Texto de origem:
O Código de Defesa do Consumidor vê a
boa-fé sob o ponto de
vista objetivo. O Código Civil também o vê sob o aspecto objetivo.
E quem irá fazer a análise valorativa
sobre o comportamento
do fornecedor? Duas pessoas. O juiz, provocado pelo consumidor.
"Excelência!
Hoje, para o Código de Defesa do Consumidor, não importa mais a
malícia, o
dolo, a culpa. Hoje a boa-fé é vista sob o aspecto objetivo! Ele se
desviou do
padrão de conduta, do fornecedor homem médio, prejudicando meu cliente." Assim
violou a boa-fé objetiva.
A boa-fé também possui funções. ¹
Funções da
boa-fé
Primeira delas: função
integrativa. A boa-fé é fonte de direitos acessórios,
direitos anexos. Como
assim? Quando contratamos com o fornecedor, quando compramos
determinado
produto, o objeto da negociação é o produto. É só pagar e receber o
produto.

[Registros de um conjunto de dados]
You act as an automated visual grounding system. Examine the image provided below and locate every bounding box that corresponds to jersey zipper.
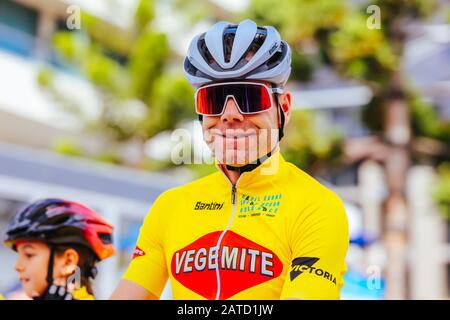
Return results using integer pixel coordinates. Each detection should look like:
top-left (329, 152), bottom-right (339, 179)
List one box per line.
top-left (216, 170), bottom-right (245, 300)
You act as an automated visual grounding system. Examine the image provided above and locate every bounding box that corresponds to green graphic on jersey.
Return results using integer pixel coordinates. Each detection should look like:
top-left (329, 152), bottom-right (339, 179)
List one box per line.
top-left (238, 193), bottom-right (281, 218)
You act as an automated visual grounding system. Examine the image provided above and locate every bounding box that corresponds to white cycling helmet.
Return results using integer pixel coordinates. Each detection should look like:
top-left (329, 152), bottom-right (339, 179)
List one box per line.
top-left (184, 19), bottom-right (291, 88)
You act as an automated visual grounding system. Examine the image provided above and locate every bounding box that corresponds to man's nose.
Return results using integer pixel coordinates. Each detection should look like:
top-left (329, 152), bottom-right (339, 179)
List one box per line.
top-left (14, 258), bottom-right (24, 272)
top-left (220, 97), bottom-right (244, 122)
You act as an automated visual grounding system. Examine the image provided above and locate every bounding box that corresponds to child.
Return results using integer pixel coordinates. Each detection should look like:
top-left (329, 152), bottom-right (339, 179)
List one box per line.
top-left (5, 199), bottom-right (115, 300)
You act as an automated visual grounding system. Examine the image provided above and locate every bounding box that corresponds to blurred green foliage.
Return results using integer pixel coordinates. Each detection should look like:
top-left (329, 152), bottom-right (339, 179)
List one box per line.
top-left (38, 0), bottom-right (194, 162)
top-left (245, 0), bottom-right (450, 218)
top-left (433, 163), bottom-right (450, 220)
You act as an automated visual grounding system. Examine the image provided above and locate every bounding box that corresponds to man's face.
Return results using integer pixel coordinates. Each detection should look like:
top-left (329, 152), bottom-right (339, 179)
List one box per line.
top-left (202, 81), bottom-right (290, 167)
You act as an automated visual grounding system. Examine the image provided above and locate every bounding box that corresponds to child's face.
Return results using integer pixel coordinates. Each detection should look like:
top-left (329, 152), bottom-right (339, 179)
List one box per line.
top-left (15, 241), bottom-right (74, 297)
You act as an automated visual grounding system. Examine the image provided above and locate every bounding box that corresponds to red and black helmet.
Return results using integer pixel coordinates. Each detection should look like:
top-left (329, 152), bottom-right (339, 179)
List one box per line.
top-left (5, 199), bottom-right (115, 260)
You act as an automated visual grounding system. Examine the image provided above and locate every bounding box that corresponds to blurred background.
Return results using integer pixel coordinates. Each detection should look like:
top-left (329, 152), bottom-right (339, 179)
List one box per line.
top-left (0, 0), bottom-right (450, 299)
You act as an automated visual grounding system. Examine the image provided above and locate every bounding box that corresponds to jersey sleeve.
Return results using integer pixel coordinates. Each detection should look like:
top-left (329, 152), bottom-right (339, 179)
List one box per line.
top-left (281, 191), bottom-right (349, 300)
top-left (123, 190), bottom-right (168, 298)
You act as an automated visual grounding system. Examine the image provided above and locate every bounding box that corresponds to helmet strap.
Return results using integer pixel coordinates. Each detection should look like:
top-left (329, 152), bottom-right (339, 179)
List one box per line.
top-left (47, 244), bottom-right (55, 289)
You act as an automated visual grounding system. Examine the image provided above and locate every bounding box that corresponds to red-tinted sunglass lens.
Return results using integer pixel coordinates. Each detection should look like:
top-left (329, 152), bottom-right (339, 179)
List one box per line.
top-left (196, 86), bottom-right (226, 115)
top-left (233, 84), bottom-right (271, 114)
top-left (196, 83), bottom-right (271, 115)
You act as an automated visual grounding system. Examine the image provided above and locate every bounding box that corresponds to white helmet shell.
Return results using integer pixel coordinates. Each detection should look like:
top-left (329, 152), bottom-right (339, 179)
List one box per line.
top-left (184, 19), bottom-right (291, 88)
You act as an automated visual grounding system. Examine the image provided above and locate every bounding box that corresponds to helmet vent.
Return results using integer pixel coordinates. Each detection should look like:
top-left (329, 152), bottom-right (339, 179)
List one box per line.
top-left (223, 26), bottom-right (237, 63)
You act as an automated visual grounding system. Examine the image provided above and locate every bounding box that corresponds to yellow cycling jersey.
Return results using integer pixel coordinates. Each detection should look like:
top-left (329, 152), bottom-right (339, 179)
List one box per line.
top-left (72, 287), bottom-right (95, 300)
top-left (123, 152), bottom-right (349, 300)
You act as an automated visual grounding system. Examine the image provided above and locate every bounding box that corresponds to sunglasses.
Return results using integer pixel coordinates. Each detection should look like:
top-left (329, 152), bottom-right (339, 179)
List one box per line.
top-left (195, 82), bottom-right (283, 116)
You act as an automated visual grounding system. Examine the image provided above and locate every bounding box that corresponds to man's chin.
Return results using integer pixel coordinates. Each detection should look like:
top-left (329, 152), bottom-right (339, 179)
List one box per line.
top-left (216, 149), bottom-right (258, 167)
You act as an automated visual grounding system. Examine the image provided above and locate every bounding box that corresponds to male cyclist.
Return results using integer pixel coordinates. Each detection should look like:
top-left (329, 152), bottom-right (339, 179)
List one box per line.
top-left (112, 20), bottom-right (349, 299)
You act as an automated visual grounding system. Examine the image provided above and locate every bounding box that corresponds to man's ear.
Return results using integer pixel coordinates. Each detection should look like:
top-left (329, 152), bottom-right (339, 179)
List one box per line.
top-left (278, 91), bottom-right (292, 128)
top-left (63, 249), bottom-right (80, 266)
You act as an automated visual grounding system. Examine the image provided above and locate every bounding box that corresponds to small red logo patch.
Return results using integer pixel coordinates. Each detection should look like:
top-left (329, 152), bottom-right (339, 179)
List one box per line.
top-left (132, 246), bottom-right (145, 259)
top-left (171, 230), bottom-right (283, 299)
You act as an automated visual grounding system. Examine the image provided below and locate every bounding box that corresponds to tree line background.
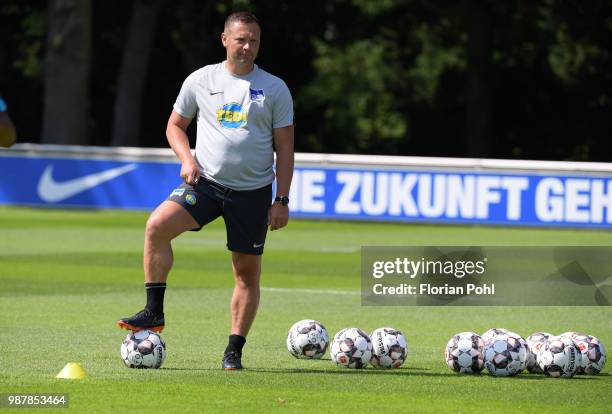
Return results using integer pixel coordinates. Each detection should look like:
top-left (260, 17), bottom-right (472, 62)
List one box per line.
top-left (0, 0), bottom-right (612, 161)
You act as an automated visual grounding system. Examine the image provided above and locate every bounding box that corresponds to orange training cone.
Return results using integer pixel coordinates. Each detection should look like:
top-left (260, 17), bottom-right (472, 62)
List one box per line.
top-left (55, 362), bottom-right (87, 379)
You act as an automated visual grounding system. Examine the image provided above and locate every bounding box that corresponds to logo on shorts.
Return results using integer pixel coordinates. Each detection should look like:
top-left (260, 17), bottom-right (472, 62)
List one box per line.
top-left (185, 194), bottom-right (196, 206)
top-left (217, 102), bottom-right (249, 129)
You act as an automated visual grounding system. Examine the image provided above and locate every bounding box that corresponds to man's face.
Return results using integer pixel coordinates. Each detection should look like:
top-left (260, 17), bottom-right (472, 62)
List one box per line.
top-left (221, 22), bottom-right (261, 65)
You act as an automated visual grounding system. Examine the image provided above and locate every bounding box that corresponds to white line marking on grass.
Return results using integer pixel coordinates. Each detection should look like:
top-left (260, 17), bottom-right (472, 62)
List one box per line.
top-left (261, 287), bottom-right (361, 296)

O que fazer:
Atualize o texto sobre a boa-fé objetiva reescrevendo o trecho que abre com as palavras que contêm "E quem irá fazer" e fecha com "a boa-fé objetiva.", com "juiz" substituído por "magistrado".

Resposta:
E quem irá fazer a análise valorativa
sobre o comportamento
do fornecedor? Duas pessoas. O magistrado, provocado pelo consumidor.
"Excelência!
Hoje, para o Código de Defesa do Consumidor, não importa mais a
malícia, o
dolo, a culpa. Hoje a boa-fé é vista sob o aspecto objetivo! Ele se
desviou do
padrão de conduta, do fornecedor homem médio, prejudicando meu cliente." Assim
violou a boa-fé objetiva.